- **ЦЕЛЬ 1**
Кратко перескажите абзац текста документа, который начинается словами «До меня не сразу дошло». Сохраните его основные факты.

«Имена и явки иностранных агентов, резидентов, посредников. Вот что им было важно. Мне эти вопросы в конце концов надоели, и я решил назвать имя главного резидента. На кого я работал. Пожалуйста, говорю, Анатоль Франс. Следователь аккуратно записывает в протокол. Франс. Анатоль. Адрес? Франция, говорю. Улица? Площадь Пантеона. Дом номер? Без номера. Просто Пантеон. Квартира? Вторая ниша справа. Следователь все аккуратно записал, был страшно доволен, предложил сигарету. Но это остроумие мне дорого обошлось. На следующий день он выяснил, кто такой Анатоль Франс и что такое Пантеон. А это значит: надо выдирать соответствующие страницы из протокола. А это значит: томище стенограммы допросов переписывать заново. Короче говоря, на следующий день я узнал, что такое обморок. Когда вам бьют ногой в живот. Удар ниже пояса. Прямо под эти самые я. Сознание выключается. Подсознание тоже. Тебя продолжают молотить сапожищами, но ты уже ничего не чувствуешь. Благодаря страшному удару, она дает жутко много копий».
До меня не сразу дошло, что Улитин продолжает говорить уже про свою английскую пишущую машинку (разговор шел у него дома): «У нее жуткий удар. Горизонтальный. Рычаги выскакивают как ножи, а не как молоточки. Она берет по десять копий. Русской машинке подобное не снилось». Он стряхнул пепел. Пепел аккуратно заносился в пепельницу, как слова в протокол. Отпил маленький глоток кислого вина. И уже другим тоном, другим нажимом рычагов, как будто на другой пишущей машинке: «Но в результате лента, к сожалению, быстро снашивается. Вся истрепанная и в дырах. Первый экземпляр практически нечитаем. Тоже весь в дырах. Его нужно считать слепой копией. Печатать приходится вслепую, а для чтения пользоваться первой, а то и четвертой копией. Но четвертая копия, учтите, не идентифицируется».
«В каком смысле?»
«В том смысле, что по четвертой копии нельзя установить, чья это была пишущая машинка, то есть нельзя идентифицировать владельца».

- **ЗАПИСИ ДЛЯ ОБРАБОТКИ**
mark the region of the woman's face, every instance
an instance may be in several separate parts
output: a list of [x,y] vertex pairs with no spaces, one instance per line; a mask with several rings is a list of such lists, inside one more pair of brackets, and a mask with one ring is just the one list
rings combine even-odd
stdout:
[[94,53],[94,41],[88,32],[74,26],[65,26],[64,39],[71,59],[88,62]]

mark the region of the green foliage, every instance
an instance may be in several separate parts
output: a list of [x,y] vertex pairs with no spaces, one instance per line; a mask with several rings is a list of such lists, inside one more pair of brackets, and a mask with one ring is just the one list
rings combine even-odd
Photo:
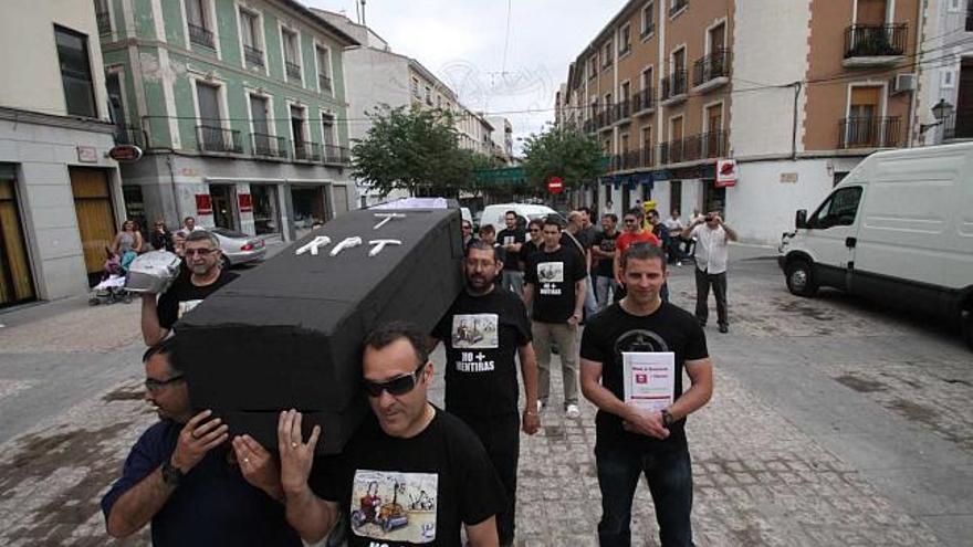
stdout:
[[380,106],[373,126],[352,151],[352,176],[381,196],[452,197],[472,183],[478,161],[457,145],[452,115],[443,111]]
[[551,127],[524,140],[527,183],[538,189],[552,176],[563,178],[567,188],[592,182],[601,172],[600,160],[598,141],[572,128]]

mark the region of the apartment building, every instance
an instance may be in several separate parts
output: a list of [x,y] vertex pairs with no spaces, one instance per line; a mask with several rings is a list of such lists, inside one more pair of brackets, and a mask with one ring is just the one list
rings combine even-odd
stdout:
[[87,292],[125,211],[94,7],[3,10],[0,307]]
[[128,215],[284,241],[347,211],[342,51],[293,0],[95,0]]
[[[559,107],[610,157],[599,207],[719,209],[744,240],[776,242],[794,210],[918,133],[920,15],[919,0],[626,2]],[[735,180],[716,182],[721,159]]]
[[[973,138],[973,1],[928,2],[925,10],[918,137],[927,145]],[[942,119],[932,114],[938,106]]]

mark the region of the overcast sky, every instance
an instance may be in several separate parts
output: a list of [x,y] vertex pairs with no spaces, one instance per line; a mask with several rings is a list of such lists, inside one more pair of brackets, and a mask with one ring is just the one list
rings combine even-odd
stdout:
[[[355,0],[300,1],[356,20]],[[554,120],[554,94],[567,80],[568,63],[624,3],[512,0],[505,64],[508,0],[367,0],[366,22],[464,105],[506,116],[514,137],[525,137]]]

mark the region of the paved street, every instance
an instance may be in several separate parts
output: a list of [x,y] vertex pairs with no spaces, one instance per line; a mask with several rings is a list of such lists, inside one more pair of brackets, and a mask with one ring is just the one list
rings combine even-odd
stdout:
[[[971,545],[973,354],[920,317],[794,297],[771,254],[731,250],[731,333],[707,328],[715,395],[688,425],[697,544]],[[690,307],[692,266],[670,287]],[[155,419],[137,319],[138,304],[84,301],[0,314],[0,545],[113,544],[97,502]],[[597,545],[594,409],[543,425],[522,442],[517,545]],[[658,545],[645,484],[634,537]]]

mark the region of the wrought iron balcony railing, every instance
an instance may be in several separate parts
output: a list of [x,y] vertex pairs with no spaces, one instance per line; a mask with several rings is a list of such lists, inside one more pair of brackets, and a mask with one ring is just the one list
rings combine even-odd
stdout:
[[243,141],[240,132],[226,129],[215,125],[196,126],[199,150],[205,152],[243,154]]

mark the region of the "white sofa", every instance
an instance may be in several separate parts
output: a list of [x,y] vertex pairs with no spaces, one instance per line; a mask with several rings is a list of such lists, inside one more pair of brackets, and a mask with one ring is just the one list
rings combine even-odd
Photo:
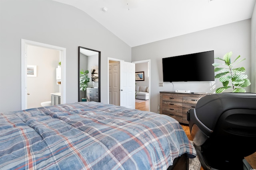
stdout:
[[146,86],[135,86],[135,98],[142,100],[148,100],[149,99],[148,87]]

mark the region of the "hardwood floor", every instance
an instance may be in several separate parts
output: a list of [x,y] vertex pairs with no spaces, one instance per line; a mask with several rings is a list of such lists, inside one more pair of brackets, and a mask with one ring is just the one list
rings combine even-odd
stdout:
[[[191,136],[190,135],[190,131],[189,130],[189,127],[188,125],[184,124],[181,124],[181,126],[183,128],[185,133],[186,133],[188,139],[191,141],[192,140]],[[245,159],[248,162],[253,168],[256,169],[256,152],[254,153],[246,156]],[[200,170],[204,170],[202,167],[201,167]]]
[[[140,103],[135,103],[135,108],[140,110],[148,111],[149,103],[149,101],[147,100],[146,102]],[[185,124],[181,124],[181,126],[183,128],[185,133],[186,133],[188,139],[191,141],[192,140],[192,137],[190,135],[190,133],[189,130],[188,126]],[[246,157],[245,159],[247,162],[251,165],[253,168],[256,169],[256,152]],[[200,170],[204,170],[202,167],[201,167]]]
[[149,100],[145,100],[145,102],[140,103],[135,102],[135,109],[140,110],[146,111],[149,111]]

- **ЦЕЛЬ 2**
Выведите в виде JSON-списка строк строки записей от строки, содержащей «mark the region of the apartment», до строки, содержащей «[[128,215],[284,241],[347,211],[342,51],[293,0],[95,0]]», включительно. Каждая строка должна стать отдельным значением списка, пустые строки пропустите.

- **ОТВЕТ К ЗАДАНИЮ 1**
Разговор шел у Улитина дома. Не сразу стало понятно, что он уже говорит о своей английской пишущей машинке. По его словам, у нее жуткий горизонтальный удар: рычаги выскакивают как ножи, а не как молоточки, и она берет по десять копий, что русской машинке и не снилось. Он стряхнул пепел, отпил кислого вина и уже другим тоном добавил, что лента из-за этого быстро снашивается и вся в дырах. Первый экземпляр тоже весь в дырах, практически нечитаем, и его нужно считать слепой копией. Печатать приходится вслепую, а для чтения пользоваться первой, а то и четвертой копией, но четвертая копия не идентифицируется.

- **ОТВЕТ К ЗАДАНИЮ 2**
[
  "mark the region of the apartment building, every instance",
  "an instance may be in several separate parts",
  "output: a list of [x,y] vertex pairs with no spaces, one instance per line; a mask with several rings is a list of such lists, inside one more pair of brackets, and a mask with one ring is just the one list",
  "rings combine even-odd",
  "stdout:",
  "[[87,292],[125,211],[94,7],[3,10],[0,307]]",
  "[[128,215],[284,241],[347,211],[342,51],[293,0],[95,0]]"
]